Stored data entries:
((

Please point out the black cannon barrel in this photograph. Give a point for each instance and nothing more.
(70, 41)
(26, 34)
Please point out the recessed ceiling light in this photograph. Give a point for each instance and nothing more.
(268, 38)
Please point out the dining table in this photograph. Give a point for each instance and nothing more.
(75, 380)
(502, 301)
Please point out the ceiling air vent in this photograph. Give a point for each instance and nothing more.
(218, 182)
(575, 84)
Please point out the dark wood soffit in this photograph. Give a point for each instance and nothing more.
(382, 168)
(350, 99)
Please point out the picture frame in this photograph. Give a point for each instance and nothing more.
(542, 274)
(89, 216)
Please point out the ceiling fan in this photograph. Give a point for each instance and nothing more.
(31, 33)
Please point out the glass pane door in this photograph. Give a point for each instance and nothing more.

))

[Stated problem]
Copy every one of the lines above word for word, without any changes.

[Full output]
Please point out the black cannon barrel in this photograph. Give a point for each instance and nothing more.
(70, 41)
(26, 34)
Please point out the recessed ceiling light in this photograph. Give a point for each instance and nothing more.
(268, 38)
Please point out the dining table in this photograph. Give a point for each instance and nothing more.
(75, 380)
(502, 301)
Please point out the ceiling air vent in this photograph. Give a point for each instance and nothing more.
(218, 182)
(575, 84)
Please point out the dark wood soffit in this photograph. Give a point for each instance and nothing more.
(382, 168)
(350, 99)
Please point out the picture frame in this photograph. Give a point for each instance and nothing more.
(542, 274)
(89, 216)
Please point out the ceiling fan in this photograph. Give a point for each instance and nothing more.
(31, 33)
Please point out the glass pane door in this photograph. Give a point for each instance and nothing more.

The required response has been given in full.